▶ **TASK PROMPT**: Reproduce the mailing-list message on multiline CSV fields below word for word, keeping every line, header, and quote mark as it appears.

▶ **EXTRACT TO READ**:
# # # # # # #

Re: multiline CSV fields

From: Andrew Dunstan <andrew(at)dunslane(dot)net>
To: Tom Lane <tgl(at)sss(dot)pgh(dot)pa(dot)us>
Cc: Patrick B Kelly <pbk(at)patrickbkelly(dot)org>, PostgreSQL-development <pgsql-hackers(at)postgresql(dot)org>
Subject: Re: multiline CSV fields
Date: 2004-11-11 19:56:35
Message-ID: 4193C3F3.9090009@dunslane.net
Views: Raw Message | Whole Thread | Download mbox | Resend email
Thread:
Lists: pgsql-hackers pgsql-patches

Tom Lane wrote:

>Andrew Dunstan <andrew(at)dunslane(dot)net> writes:
>
>
>>Patrick B Kelly wrote:
>>
>>
>>>Actually, when I try to export a sheet with multi-line cells from
>>>excel, it tells me that this feature is incompatible with the CSV
>>>format and will not include them in the CSV file.
>>>
>>>
>
>
>
>>It probably depends on the version. I have just tested with Excel 2000
>>on a WinXP machine and it both read and wrote these files.

# # # # # # #

▶ **INFORMATION**:
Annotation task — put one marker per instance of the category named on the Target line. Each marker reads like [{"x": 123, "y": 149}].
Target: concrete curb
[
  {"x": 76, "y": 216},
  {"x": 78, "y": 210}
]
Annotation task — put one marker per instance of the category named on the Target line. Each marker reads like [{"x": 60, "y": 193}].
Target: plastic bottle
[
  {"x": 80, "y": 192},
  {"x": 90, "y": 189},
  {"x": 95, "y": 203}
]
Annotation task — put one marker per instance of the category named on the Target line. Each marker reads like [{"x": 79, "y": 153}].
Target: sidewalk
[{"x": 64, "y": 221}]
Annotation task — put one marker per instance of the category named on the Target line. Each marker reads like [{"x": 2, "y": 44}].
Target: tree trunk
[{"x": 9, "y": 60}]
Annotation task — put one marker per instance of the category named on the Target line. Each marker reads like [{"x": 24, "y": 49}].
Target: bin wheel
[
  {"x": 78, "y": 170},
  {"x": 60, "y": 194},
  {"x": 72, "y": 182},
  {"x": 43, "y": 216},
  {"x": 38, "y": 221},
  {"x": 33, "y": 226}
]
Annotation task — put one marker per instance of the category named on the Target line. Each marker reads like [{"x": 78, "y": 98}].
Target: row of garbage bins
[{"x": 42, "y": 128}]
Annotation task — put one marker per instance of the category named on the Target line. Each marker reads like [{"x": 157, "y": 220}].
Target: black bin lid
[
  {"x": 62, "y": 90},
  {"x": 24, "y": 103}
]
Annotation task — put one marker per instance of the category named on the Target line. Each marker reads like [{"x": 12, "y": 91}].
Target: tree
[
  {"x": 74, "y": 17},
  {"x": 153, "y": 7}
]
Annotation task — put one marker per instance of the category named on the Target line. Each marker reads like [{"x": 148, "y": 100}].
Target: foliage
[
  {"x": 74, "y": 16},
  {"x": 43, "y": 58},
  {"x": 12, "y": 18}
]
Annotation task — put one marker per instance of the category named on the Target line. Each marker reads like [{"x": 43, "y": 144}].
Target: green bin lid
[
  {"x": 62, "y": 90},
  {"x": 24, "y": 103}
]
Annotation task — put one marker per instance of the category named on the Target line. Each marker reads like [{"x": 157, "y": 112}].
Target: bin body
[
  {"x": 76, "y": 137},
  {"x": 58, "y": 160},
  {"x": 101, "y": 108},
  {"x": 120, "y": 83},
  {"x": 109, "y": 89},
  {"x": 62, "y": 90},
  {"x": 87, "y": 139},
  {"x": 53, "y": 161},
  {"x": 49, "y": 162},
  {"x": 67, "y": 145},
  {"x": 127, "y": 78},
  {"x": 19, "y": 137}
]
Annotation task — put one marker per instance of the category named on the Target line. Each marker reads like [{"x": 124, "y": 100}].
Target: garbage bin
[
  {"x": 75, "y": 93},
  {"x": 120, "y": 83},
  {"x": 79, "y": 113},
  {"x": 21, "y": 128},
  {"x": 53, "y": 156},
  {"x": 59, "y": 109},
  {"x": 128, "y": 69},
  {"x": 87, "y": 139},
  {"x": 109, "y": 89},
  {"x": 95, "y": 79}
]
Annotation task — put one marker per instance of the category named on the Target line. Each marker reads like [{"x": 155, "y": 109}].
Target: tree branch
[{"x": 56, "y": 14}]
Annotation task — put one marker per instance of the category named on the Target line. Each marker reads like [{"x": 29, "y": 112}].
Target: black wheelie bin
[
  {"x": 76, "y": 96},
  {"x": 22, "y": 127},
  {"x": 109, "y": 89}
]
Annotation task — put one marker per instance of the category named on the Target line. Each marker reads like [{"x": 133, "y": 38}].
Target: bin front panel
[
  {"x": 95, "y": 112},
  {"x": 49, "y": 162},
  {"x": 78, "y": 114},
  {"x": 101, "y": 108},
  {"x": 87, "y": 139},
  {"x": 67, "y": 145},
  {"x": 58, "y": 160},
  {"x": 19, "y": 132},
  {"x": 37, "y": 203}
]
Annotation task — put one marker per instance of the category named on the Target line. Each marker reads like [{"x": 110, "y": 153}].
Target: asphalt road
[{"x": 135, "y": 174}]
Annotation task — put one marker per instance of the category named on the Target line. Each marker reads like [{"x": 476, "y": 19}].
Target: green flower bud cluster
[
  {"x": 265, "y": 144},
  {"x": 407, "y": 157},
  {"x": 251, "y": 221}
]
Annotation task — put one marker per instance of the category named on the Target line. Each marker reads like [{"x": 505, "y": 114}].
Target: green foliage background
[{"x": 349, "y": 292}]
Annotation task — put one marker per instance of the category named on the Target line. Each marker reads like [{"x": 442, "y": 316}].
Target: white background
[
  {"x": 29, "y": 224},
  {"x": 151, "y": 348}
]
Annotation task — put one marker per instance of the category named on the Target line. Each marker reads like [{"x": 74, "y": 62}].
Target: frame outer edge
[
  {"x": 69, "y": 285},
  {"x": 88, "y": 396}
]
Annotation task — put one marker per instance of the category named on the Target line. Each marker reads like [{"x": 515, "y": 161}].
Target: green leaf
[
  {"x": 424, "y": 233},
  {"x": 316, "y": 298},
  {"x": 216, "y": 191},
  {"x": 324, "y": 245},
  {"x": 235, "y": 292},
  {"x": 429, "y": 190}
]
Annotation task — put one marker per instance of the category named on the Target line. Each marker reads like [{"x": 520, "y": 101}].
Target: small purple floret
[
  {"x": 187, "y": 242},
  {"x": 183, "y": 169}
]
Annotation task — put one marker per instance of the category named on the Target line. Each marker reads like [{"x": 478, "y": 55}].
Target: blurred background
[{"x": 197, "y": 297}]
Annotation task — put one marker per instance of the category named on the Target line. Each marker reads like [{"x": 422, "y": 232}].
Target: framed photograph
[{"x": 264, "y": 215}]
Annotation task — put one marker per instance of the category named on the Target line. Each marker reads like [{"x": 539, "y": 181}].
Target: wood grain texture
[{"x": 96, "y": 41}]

# # # # # # #

▶ **COMPLETED EXERCISE**:
Re: multiline CSV fields

From: Andrew Dunstan <andrew(at)dunslane(dot)net>
To: Tom Lane <tgl(at)sss(dot)pgh(dot)pa(dot)us>
Cc: Patrick B Kelly <pbk(at)patrickbkelly(dot)org>, PostgreSQL-development <pgsql-hackers(at)postgresql(dot)org>
Subject: Re: multiline CSV fields
Date: 2004-11-11 19:56:35
Message-ID: 4193C3F3.9090009@dunslane.net
Views: Raw Message | Whole Thread | Download mbox | Resend email
Thread:
Lists: pgsql-hackers pgsql-patches

Tom Lane wrote:

>Andrew Dunstan <andrew(at)dunslane(dot)net> writes:
>
>
>>Patrick B Kelly wrote:
>>
>>
>>>Actually, when I try to export a sheet with multi-line cells from
>>>excel, it tells me that this feature is incompatible with the CSV
>>>format and will not include them in the CSV file.
>>>
>>>
>
>
>
>>It probably depends on the version. I have just tested with Excel 2000
>>on a WinXP machine and it both read and wrote these files.